▸ **Exercise instructions**: Would you transcribe the whole listing exactly, minus its pictures?

▸ **Dataset entries**:
•••••
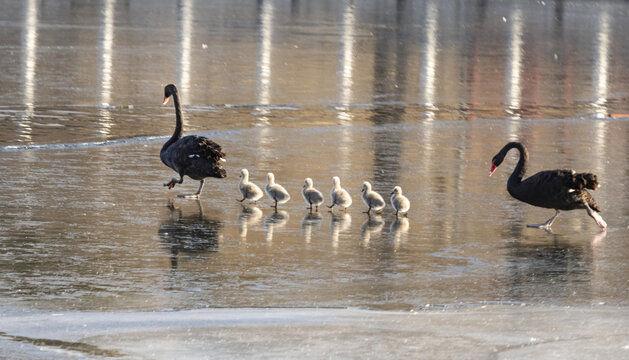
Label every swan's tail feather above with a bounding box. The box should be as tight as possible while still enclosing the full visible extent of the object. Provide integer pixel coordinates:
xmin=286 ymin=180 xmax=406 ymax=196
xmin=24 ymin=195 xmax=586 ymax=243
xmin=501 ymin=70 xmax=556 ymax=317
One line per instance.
xmin=573 ymin=172 xmax=599 ymax=191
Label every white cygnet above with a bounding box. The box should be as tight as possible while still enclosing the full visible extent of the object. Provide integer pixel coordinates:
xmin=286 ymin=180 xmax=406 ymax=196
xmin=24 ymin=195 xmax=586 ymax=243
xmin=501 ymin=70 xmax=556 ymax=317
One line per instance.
xmin=302 ymin=178 xmax=324 ymax=211
xmin=390 ymin=186 xmax=410 ymax=217
xmin=360 ymin=181 xmax=386 ymax=215
xmin=238 ymin=169 xmax=263 ymax=203
xmin=328 ymin=176 xmax=352 ymax=211
xmin=265 ymin=172 xmax=290 ymax=210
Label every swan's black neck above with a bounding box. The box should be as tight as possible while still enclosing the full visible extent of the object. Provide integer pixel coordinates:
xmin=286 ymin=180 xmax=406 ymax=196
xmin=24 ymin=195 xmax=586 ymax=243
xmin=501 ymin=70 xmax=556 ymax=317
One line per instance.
xmin=501 ymin=142 xmax=528 ymax=185
xmin=162 ymin=90 xmax=183 ymax=153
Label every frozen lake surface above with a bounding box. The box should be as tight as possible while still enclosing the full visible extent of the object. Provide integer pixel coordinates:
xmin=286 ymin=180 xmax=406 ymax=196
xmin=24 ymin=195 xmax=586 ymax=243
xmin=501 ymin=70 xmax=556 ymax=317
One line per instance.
xmin=1 ymin=0 xmax=629 ymax=358
xmin=2 ymin=306 xmax=629 ymax=359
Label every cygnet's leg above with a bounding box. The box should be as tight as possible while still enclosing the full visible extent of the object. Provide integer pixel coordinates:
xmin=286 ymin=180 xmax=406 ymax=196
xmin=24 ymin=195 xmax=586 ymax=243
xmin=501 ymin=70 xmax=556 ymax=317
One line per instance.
xmin=164 ymin=176 xmax=184 ymax=189
xmin=178 ymin=179 xmax=204 ymax=199
xmin=363 ymin=206 xmax=372 ymax=215
xmin=527 ymin=210 xmax=560 ymax=230
xmin=583 ymin=202 xmax=607 ymax=230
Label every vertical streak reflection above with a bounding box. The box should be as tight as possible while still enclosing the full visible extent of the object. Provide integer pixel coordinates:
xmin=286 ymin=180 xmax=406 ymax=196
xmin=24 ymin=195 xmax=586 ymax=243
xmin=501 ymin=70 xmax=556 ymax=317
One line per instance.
xmin=98 ymin=0 xmax=115 ymax=136
xmin=591 ymin=9 xmax=611 ymax=171
xmin=254 ymin=0 xmax=274 ymax=169
xmin=178 ymin=0 xmax=194 ymax=104
xmin=256 ymin=0 xmax=274 ymax=124
xmin=19 ymin=0 xmax=39 ymax=142
xmin=505 ymin=7 xmax=523 ymax=120
xmin=419 ymin=0 xmax=438 ymax=159
xmin=335 ymin=0 xmax=356 ymax=175
xmin=337 ymin=0 xmax=355 ymax=124
xmin=419 ymin=0 xmax=439 ymax=112
xmin=592 ymin=10 xmax=610 ymax=118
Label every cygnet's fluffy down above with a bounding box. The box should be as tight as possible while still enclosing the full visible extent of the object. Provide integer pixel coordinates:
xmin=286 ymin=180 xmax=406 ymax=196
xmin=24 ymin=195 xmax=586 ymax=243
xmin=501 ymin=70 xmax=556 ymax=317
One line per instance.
xmin=390 ymin=186 xmax=410 ymax=216
xmin=328 ymin=176 xmax=352 ymax=211
xmin=360 ymin=181 xmax=386 ymax=214
xmin=238 ymin=169 xmax=263 ymax=203
xmin=265 ymin=172 xmax=290 ymax=210
xmin=302 ymin=178 xmax=324 ymax=211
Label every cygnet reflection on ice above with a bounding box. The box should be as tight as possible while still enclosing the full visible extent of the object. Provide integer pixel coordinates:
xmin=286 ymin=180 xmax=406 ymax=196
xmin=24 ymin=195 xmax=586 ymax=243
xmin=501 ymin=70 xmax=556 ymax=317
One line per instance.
xmin=330 ymin=212 xmax=352 ymax=248
xmin=360 ymin=215 xmax=385 ymax=246
xmin=301 ymin=212 xmax=323 ymax=244
xmin=264 ymin=210 xmax=289 ymax=243
xmin=237 ymin=204 xmax=263 ymax=242
xmin=390 ymin=217 xmax=410 ymax=249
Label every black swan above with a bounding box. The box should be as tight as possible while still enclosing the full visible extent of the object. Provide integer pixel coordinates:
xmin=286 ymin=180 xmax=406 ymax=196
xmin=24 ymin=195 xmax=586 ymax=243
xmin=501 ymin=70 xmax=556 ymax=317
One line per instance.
xmin=161 ymin=84 xmax=226 ymax=198
xmin=490 ymin=142 xmax=606 ymax=230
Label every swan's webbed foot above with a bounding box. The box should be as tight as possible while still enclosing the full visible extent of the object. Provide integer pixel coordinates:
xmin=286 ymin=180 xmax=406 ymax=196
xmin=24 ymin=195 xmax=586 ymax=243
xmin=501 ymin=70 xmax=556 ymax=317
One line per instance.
xmin=164 ymin=178 xmax=183 ymax=190
xmin=178 ymin=193 xmax=200 ymax=199
xmin=177 ymin=180 xmax=204 ymax=199
xmin=164 ymin=177 xmax=183 ymax=189
xmin=582 ymin=202 xmax=607 ymax=230
xmin=527 ymin=210 xmax=560 ymax=230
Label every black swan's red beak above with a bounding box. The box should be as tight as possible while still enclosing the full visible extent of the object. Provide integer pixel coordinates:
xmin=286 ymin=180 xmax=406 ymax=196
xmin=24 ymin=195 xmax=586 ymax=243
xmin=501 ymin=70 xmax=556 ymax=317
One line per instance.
xmin=489 ymin=162 xmax=497 ymax=176
xmin=162 ymin=96 xmax=170 ymax=105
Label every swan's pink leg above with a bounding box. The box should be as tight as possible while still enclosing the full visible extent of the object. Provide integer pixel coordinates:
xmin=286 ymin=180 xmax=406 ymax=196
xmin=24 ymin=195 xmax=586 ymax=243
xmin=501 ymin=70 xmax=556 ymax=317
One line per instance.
xmin=527 ymin=210 xmax=560 ymax=230
xmin=584 ymin=203 xmax=607 ymax=230
xmin=178 ymin=180 xmax=204 ymax=199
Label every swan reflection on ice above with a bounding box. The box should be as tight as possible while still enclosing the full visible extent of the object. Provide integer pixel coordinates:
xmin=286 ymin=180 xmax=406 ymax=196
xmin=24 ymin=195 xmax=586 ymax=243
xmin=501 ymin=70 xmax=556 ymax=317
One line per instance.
xmin=158 ymin=201 xmax=223 ymax=269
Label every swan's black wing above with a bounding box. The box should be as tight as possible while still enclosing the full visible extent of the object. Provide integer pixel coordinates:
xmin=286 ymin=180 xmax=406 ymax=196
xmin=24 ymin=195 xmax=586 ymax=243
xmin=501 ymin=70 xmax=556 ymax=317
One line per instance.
xmin=164 ymin=135 xmax=226 ymax=179
xmin=509 ymin=169 xmax=600 ymax=211
xmin=184 ymin=135 xmax=225 ymax=162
•••••
▸ **Result of the exercise**:
Label every swan's tail feather above with a bounding box. The box should be as tight as possible while still enclosing the full visible extent of the object. Provide integer pixel coordinates:
xmin=286 ymin=180 xmax=406 ymax=196
xmin=24 ymin=195 xmax=586 ymax=243
xmin=501 ymin=70 xmax=556 ymax=317
One line per instance.
xmin=573 ymin=172 xmax=599 ymax=191
Label every white cygnet above with a bounding box. The box should be as tight as possible while still enclosing the full visible extent of the object. Provide integer pixel coordinates:
xmin=286 ymin=180 xmax=406 ymax=196
xmin=24 ymin=195 xmax=586 ymax=243
xmin=501 ymin=70 xmax=556 ymax=317
One line per instance.
xmin=302 ymin=178 xmax=324 ymax=211
xmin=390 ymin=186 xmax=410 ymax=217
xmin=360 ymin=181 xmax=386 ymax=215
xmin=238 ymin=169 xmax=263 ymax=203
xmin=328 ymin=176 xmax=352 ymax=211
xmin=265 ymin=172 xmax=290 ymax=210
Label every swan's black neck above with a bounding box. The box should be as tight as possible while still enclosing the full visible extent of the object. Provide integer pixel coordinates:
xmin=286 ymin=180 xmax=406 ymax=196
xmin=24 ymin=195 xmax=586 ymax=243
xmin=501 ymin=70 xmax=556 ymax=317
One line per instance.
xmin=501 ymin=142 xmax=528 ymax=185
xmin=162 ymin=90 xmax=183 ymax=153
Label every frozen lake surface above with a bounding box. The box should be as tight as possible while still enclosing the full visible extent of the object. Provide integer pixel coordinates:
xmin=286 ymin=180 xmax=406 ymax=196
xmin=24 ymin=195 xmax=586 ymax=243
xmin=501 ymin=70 xmax=556 ymax=317
One line per instance.
xmin=1 ymin=0 xmax=629 ymax=358
xmin=2 ymin=306 xmax=629 ymax=359
Label every cygnet's leg above with a bounding box. The box should be as tight as possible while still enclosing the full visible extent of the object. Provide integer pixel coordinates:
xmin=286 ymin=180 xmax=406 ymax=196
xmin=24 ymin=195 xmax=586 ymax=243
xmin=501 ymin=70 xmax=556 ymax=317
One line per instance.
xmin=164 ymin=176 xmax=184 ymax=189
xmin=178 ymin=179 xmax=204 ymax=199
xmin=363 ymin=206 xmax=372 ymax=215
xmin=527 ymin=210 xmax=560 ymax=230
xmin=583 ymin=202 xmax=607 ymax=230
Label every vertical streak reflection above with a bounding box. The box should be as tight as possible while still enclosing the full visible extent of the object. Provide integer pixel coordinates:
xmin=286 ymin=180 xmax=406 ymax=196
xmin=24 ymin=195 xmax=586 ymax=243
xmin=501 ymin=70 xmax=556 ymax=317
One line per instance.
xmin=98 ymin=0 xmax=115 ymax=136
xmin=591 ymin=9 xmax=611 ymax=171
xmin=254 ymin=0 xmax=274 ymax=169
xmin=178 ymin=0 xmax=194 ymax=104
xmin=256 ymin=0 xmax=274 ymax=124
xmin=19 ymin=0 xmax=39 ymax=142
xmin=505 ymin=7 xmax=523 ymax=120
xmin=419 ymin=0 xmax=438 ymax=159
xmin=335 ymin=0 xmax=356 ymax=175
xmin=337 ymin=0 xmax=355 ymax=124
xmin=419 ymin=0 xmax=439 ymax=112
xmin=592 ymin=10 xmax=610 ymax=118
Label every cygnet's fluffy down above with a bounding box. The box should be as tight as possible while still enclosing the full visible extent of the object. Provide integer pixel coordinates:
xmin=286 ymin=180 xmax=406 ymax=196
xmin=24 ymin=195 xmax=586 ymax=243
xmin=501 ymin=70 xmax=556 ymax=317
One line per instance.
xmin=390 ymin=186 xmax=410 ymax=216
xmin=328 ymin=176 xmax=352 ymax=211
xmin=360 ymin=181 xmax=386 ymax=214
xmin=238 ymin=169 xmax=263 ymax=203
xmin=265 ymin=172 xmax=290 ymax=210
xmin=302 ymin=178 xmax=324 ymax=211
Label every cygnet reflection on ice above with a bounding box. The box should be as tight as possible while still enclosing the full visible extent of the object. Provide integer pixel coordinates:
xmin=286 ymin=180 xmax=406 ymax=196
xmin=24 ymin=195 xmax=586 ymax=243
xmin=501 ymin=70 xmax=556 ymax=317
One line per instance.
xmin=330 ymin=212 xmax=352 ymax=248
xmin=360 ymin=215 xmax=385 ymax=246
xmin=301 ymin=212 xmax=323 ymax=244
xmin=264 ymin=210 xmax=289 ymax=243
xmin=237 ymin=204 xmax=263 ymax=242
xmin=390 ymin=217 xmax=410 ymax=249
Label every black swan above with a bounding box. The box should be as tight as possible while still enclosing the full visible extent of the object. Provide integer pixel coordinates:
xmin=286 ymin=180 xmax=406 ymax=196
xmin=24 ymin=195 xmax=586 ymax=243
xmin=501 ymin=70 xmax=556 ymax=317
One line per instance.
xmin=161 ymin=84 xmax=226 ymax=198
xmin=490 ymin=142 xmax=606 ymax=230
Label every swan's webbed foot above with a bounding box. The box should be as tight as possible while still enclosing the full visible extent of the object. Provide integer pixel coordinates:
xmin=286 ymin=180 xmax=406 ymax=196
xmin=24 ymin=195 xmax=586 ymax=243
xmin=501 ymin=70 xmax=556 ymax=317
One line per instance.
xmin=164 ymin=178 xmax=183 ymax=190
xmin=178 ymin=193 xmax=200 ymax=199
xmin=177 ymin=180 xmax=204 ymax=199
xmin=164 ymin=177 xmax=183 ymax=189
xmin=582 ymin=202 xmax=607 ymax=230
xmin=527 ymin=210 xmax=560 ymax=230
Label every black swan's red beak above with a bounding box. The box should be as tight as possible while still enclosing the full visible extent of the object. Provide integer pixel coordinates:
xmin=286 ymin=180 xmax=406 ymax=196
xmin=24 ymin=195 xmax=586 ymax=243
xmin=501 ymin=70 xmax=556 ymax=317
One line per instance.
xmin=489 ymin=162 xmax=497 ymax=176
xmin=162 ymin=96 xmax=170 ymax=105
Label every swan's pink leg above with a bounding box. The box should be as tight as possible while still enclosing the full visible extent of the object. Provide integer pixel coordinates:
xmin=286 ymin=180 xmax=406 ymax=196
xmin=24 ymin=195 xmax=586 ymax=243
xmin=501 ymin=70 xmax=556 ymax=317
One line per instance.
xmin=527 ymin=210 xmax=560 ymax=230
xmin=584 ymin=203 xmax=607 ymax=230
xmin=178 ymin=180 xmax=204 ymax=199
Label every swan reflection on ice above with a bounding box. The box should be as tight as possible while still enclosing the full visible extent of the object. Provide integer pixel coordinates:
xmin=286 ymin=180 xmax=406 ymax=196
xmin=24 ymin=195 xmax=586 ymax=243
xmin=501 ymin=70 xmax=556 ymax=317
One line per instance.
xmin=158 ymin=201 xmax=223 ymax=269
Label every swan's black wing above with a bounding box. The box should be as tight as possible while still enclosing the full visible extent of the object. Provide integer pixel coordinates:
xmin=286 ymin=180 xmax=406 ymax=196
xmin=24 ymin=195 xmax=586 ymax=243
xmin=501 ymin=70 xmax=556 ymax=317
One line per instance.
xmin=164 ymin=135 xmax=226 ymax=179
xmin=509 ymin=169 xmax=600 ymax=211
xmin=184 ymin=135 xmax=225 ymax=162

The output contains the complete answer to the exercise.